Pull out every one of the records below and reproduce each line word for word.
# start of Task input
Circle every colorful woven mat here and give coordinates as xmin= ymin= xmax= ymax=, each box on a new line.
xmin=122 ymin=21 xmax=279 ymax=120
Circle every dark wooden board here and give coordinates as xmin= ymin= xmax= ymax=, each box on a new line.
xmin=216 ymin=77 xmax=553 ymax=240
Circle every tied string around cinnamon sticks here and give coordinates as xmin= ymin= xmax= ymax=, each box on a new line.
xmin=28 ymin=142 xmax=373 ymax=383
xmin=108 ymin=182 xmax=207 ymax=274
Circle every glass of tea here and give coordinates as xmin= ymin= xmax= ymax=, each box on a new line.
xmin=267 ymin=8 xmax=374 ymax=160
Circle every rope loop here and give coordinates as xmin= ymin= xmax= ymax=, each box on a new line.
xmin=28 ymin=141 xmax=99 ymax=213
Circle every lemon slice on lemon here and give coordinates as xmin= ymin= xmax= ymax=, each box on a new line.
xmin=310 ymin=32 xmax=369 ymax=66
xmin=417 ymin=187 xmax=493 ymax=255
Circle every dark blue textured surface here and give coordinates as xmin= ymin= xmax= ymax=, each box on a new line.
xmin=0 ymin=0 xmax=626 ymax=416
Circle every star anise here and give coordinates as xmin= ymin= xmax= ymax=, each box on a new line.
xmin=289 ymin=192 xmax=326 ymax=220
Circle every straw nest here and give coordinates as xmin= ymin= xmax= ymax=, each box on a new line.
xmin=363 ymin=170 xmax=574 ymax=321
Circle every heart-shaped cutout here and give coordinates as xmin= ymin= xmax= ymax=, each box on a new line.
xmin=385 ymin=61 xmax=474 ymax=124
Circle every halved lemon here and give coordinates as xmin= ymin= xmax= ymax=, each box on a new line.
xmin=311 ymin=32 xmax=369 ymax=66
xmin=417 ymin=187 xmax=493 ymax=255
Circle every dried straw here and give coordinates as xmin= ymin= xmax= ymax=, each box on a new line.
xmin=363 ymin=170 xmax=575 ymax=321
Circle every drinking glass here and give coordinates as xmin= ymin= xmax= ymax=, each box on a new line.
# end of Task input
- [Answer below]:
Circle every colorful woven mat here and give coordinates as xmin= ymin= xmax= ymax=, each box on a new line.
xmin=122 ymin=21 xmax=279 ymax=120
Circle every dark wooden board here and give coordinates as xmin= ymin= xmax= ymax=, each box on a new line.
xmin=216 ymin=77 xmax=553 ymax=240
Circle every tied string around cinnamon sticks here and give coordinates as xmin= ymin= xmax= ymax=, each box on a new line.
xmin=28 ymin=142 xmax=373 ymax=383
xmin=108 ymin=182 xmax=207 ymax=274
Circle every glass of tea here and give coordinates as xmin= ymin= xmax= ymax=, each box on a new line.
xmin=267 ymin=8 xmax=374 ymax=160
Circle every rope loop here and give coordinates as xmin= ymin= xmax= ymax=, each box on a new line.
xmin=28 ymin=141 xmax=99 ymax=213
Circle every lemon slice on lemon here and give coordinates as xmin= ymin= xmax= ymax=, each box on a new line.
xmin=310 ymin=32 xmax=369 ymax=66
xmin=417 ymin=187 xmax=493 ymax=255
Circle every dark blue textured surface here and give coordinates as xmin= ymin= xmax= ymax=, each box on a new line.
xmin=0 ymin=0 xmax=626 ymax=416
Circle every star anise here and give coordinates as xmin= ymin= xmax= ymax=, each box on a new line.
xmin=289 ymin=192 xmax=326 ymax=220
Circle every straw nest here and give coordinates as xmin= ymin= xmax= ymax=, each box on a new line.
xmin=363 ymin=170 xmax=574 ymax=321
Circle every heart-shaped cutout here and give coordinates as xmin= ymin= xmax= ymax=, each box on a new line.
xmin=385 ymin=61 xmax=474 ymax=124
Circle every halved lemon here and give coordinates as xmin= ymin= xmax= ymax=, each box on a new line.
xmin=311 ymin=32 xmax=369 ymax=66
xmin=417 ymin=187 xmax=493 ymax=255
Circle every dried straw here and give coordinates as xmin= ymin= xmax= ymax=, each box on a new line.
xmin=363 ymin=170 xmax=575 ymax=321
Circle every drinking glass here and give coordinates as xmin= ymin= xmax= ymax=, each box on a new line.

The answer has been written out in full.